==== PROVIDED INFORMATION

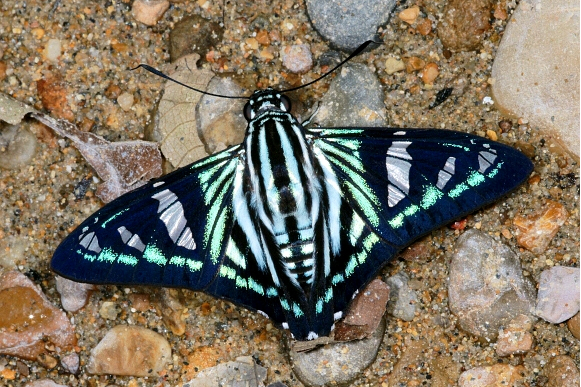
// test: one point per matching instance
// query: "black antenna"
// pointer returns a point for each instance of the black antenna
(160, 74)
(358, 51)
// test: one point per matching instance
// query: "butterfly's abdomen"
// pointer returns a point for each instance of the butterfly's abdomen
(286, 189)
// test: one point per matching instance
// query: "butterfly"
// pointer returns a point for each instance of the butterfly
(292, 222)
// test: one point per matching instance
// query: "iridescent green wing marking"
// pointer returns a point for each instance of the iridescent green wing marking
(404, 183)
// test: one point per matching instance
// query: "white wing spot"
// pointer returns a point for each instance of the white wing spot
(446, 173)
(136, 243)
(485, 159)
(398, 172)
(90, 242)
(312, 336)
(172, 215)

========
==== PROVIDED INFORMATION

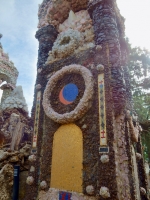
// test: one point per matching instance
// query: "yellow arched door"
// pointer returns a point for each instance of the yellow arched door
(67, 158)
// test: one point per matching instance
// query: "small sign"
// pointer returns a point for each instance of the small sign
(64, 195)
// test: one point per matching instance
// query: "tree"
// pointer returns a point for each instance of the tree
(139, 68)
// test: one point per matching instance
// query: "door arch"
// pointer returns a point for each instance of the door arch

========
==== PROVIDED INFORMATION

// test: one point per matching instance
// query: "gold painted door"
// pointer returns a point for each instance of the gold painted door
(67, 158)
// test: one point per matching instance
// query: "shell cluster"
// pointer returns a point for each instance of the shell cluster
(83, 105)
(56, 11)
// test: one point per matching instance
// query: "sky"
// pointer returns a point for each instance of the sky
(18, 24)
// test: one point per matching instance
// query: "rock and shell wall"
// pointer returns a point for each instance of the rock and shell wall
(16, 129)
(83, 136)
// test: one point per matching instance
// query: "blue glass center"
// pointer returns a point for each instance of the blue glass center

========

Show each line of the records above that contains the string "abdomen". Treat the match as case-sensitive.

// query: "butterfly's abdomen"
// pointer returns a point for each instance of the butterfly's abdomen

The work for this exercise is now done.